→ **YOUR ASSIGNMENT**
Would you return, word for word, the lines of the data below from the line with "Reviewer note: confirm that each instance of the player's" through the line with "Query: player's forearm", and no others?

→ **DATA RECORDS**
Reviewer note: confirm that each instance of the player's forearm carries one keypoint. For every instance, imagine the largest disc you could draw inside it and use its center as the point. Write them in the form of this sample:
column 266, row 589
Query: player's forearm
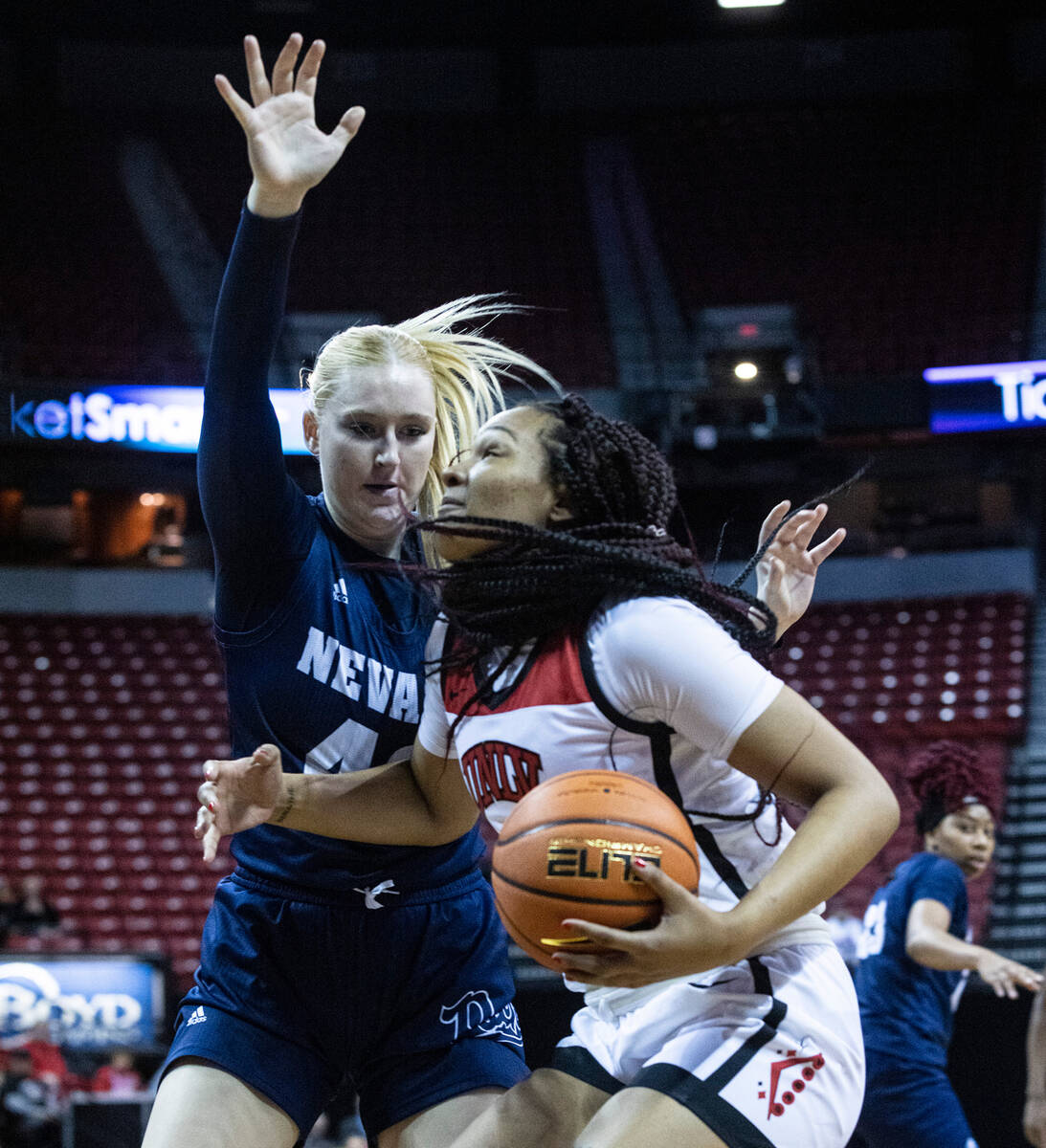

---

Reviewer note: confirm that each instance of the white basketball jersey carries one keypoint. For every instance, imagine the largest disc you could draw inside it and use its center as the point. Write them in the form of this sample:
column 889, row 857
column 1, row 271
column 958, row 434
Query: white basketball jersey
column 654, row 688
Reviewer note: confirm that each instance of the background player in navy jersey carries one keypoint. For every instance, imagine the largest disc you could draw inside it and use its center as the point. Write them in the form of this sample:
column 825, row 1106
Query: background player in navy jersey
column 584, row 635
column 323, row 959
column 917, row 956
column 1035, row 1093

→ **FINISHED TASK**
Reviewer note: confirm that each instance of the player's forearm carries one keypoint. For every instance, imagine the largest disc you could draw inside it and use its center as the point. Write them in the form of this sample:
column 266, row 589
Query: player's forearm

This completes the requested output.